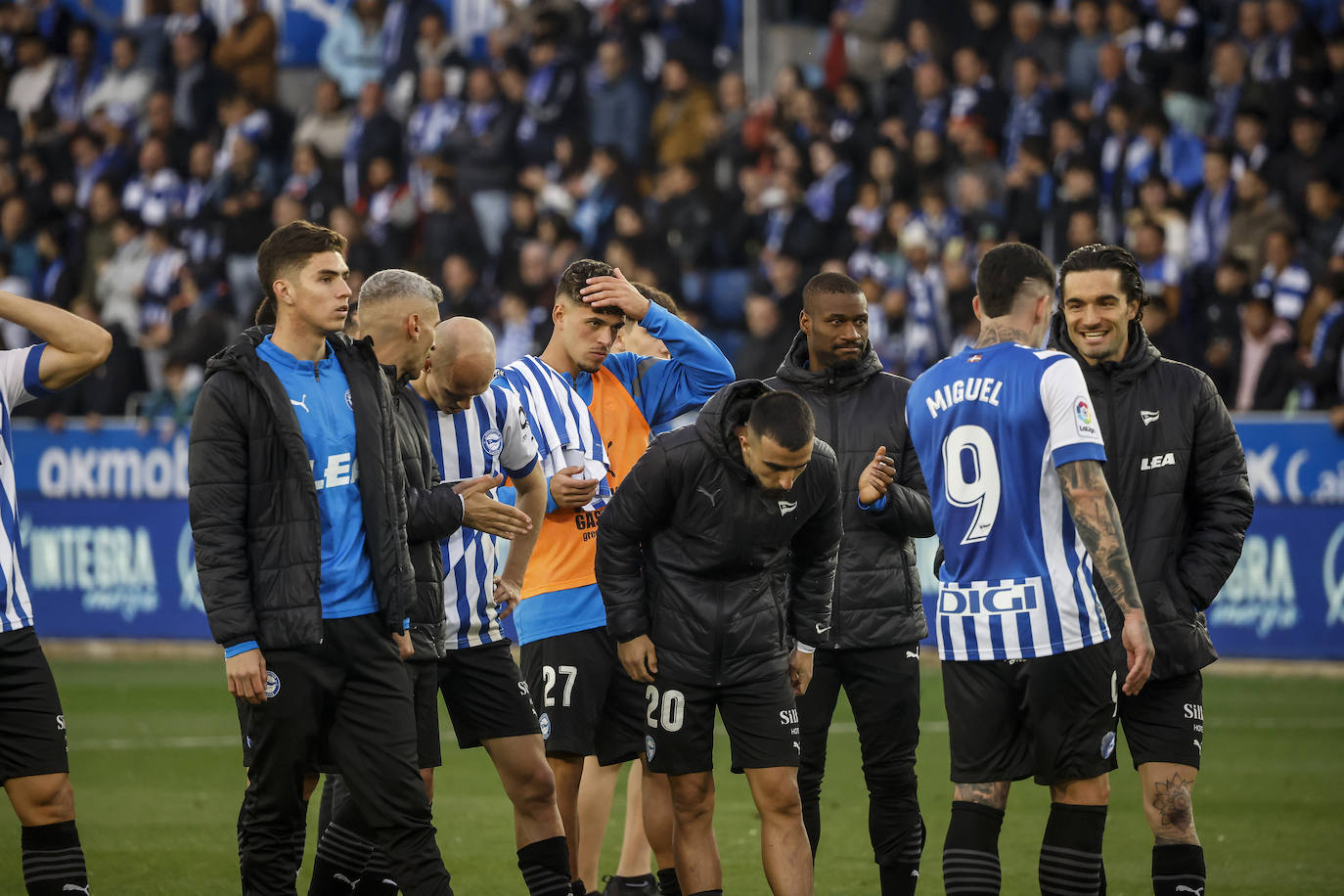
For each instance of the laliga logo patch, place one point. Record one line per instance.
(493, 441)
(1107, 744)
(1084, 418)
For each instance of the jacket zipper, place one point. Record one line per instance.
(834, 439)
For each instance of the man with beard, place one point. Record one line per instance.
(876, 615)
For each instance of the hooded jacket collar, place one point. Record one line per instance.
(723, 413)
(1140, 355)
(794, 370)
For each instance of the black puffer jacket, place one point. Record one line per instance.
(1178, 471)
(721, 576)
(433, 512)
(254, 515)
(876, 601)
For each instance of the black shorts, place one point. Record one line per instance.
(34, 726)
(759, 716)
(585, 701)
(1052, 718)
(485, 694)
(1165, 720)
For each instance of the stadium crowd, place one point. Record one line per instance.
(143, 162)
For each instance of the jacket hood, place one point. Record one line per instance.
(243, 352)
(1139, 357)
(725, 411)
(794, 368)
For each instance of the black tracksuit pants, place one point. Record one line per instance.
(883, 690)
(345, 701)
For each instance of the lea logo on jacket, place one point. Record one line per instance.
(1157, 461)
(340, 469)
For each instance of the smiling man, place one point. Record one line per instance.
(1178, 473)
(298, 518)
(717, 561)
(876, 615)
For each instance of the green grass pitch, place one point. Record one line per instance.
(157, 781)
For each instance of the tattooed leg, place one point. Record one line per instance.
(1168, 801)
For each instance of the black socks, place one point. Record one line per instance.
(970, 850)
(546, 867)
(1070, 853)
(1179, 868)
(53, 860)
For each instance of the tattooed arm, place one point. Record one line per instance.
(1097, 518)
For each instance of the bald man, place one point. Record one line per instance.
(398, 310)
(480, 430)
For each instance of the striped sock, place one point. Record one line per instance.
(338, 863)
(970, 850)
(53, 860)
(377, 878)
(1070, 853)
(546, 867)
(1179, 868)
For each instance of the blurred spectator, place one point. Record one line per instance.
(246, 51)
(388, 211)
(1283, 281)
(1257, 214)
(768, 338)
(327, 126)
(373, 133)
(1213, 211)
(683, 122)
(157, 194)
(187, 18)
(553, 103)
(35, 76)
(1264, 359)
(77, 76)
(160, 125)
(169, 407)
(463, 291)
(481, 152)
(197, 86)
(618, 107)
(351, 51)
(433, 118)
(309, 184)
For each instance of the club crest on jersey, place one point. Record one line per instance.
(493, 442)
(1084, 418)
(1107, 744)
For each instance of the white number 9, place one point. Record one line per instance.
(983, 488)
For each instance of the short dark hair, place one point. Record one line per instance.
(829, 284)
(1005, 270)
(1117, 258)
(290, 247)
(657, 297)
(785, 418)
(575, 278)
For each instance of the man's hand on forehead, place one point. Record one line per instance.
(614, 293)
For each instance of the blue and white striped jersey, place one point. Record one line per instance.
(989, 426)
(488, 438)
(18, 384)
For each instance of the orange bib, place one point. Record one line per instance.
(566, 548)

= = = = =

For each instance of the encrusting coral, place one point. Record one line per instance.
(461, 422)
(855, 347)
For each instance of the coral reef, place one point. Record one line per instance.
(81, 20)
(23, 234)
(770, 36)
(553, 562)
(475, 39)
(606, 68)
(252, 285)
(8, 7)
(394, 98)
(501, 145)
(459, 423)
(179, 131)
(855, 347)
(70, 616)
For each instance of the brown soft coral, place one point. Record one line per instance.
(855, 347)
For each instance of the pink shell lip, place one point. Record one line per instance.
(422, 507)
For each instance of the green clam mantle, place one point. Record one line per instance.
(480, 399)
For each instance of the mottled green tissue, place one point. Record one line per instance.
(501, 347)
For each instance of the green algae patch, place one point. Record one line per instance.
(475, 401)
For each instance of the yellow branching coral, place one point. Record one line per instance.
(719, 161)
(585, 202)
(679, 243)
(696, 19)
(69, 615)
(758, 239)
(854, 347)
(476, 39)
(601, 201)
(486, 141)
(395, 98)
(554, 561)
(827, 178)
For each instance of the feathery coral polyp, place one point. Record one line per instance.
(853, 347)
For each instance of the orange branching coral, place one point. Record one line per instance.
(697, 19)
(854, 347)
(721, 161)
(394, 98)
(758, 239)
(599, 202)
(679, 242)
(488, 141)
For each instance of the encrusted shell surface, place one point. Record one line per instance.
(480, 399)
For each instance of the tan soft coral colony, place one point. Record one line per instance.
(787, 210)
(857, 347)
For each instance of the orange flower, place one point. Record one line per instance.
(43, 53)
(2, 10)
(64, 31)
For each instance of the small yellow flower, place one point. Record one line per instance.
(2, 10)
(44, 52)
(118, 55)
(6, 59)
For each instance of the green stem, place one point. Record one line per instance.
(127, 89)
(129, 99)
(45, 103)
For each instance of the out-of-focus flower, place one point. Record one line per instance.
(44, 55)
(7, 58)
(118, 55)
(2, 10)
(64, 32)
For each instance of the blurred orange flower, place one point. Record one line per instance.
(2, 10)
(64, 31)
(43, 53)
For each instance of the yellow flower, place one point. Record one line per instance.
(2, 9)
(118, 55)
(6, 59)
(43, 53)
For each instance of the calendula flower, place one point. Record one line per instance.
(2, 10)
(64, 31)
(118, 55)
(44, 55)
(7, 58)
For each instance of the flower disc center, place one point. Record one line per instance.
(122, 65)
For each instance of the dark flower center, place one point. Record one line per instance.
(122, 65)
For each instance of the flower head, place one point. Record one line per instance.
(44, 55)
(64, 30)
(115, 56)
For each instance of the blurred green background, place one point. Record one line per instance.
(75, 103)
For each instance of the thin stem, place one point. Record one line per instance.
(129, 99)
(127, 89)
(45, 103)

= = = = =

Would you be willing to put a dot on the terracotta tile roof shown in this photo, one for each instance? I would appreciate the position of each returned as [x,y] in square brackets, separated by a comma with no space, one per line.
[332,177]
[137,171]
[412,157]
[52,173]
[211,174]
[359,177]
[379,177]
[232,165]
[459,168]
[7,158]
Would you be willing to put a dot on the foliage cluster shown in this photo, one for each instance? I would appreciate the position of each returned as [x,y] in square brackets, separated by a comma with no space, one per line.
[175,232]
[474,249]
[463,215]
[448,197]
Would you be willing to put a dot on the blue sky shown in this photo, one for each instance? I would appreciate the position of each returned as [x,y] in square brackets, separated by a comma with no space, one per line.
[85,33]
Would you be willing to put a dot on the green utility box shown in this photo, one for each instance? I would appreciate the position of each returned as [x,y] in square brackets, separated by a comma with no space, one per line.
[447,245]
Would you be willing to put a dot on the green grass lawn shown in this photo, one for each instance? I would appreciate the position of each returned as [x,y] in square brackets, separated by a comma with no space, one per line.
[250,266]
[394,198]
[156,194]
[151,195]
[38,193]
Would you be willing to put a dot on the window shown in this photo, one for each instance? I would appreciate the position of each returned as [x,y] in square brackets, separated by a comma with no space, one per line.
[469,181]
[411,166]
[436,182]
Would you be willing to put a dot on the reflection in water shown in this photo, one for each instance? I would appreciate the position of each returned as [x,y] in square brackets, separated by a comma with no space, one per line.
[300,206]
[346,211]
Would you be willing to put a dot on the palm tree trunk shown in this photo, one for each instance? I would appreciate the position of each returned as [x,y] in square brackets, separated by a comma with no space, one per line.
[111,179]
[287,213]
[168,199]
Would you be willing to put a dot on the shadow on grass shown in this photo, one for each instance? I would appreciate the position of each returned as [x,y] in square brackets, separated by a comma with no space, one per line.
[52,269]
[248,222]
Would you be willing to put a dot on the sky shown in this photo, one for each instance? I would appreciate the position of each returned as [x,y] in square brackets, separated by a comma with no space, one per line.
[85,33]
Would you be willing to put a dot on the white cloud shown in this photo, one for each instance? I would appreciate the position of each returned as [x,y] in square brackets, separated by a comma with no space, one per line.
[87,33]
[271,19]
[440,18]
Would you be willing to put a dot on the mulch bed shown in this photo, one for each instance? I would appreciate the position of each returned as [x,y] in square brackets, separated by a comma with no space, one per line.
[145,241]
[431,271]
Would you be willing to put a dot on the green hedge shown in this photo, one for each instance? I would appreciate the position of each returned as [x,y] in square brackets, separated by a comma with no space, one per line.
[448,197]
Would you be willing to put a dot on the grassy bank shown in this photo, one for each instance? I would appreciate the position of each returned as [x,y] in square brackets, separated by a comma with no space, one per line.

= = = = =

### About this exercise
Retype exactly the span of lines from the one with "the green hedge" through the one with "Would you be willing to put a dot on the grassy"; include both ends and omit the rest of the material.

### Your response
Would you be willing to put a dot on the green hedge shown in this photo, one for each instance? I would appreciate the position of each returned as [x,y] in square brackets, separated by a comma with no space, one per line.
[448,197]
Would you be willing to put a dot on the grassy bank shown in this photo, one for each instance? I would appreciate the position of each returned as [x,y] in square brackets, separated by a comma with no space, one per line.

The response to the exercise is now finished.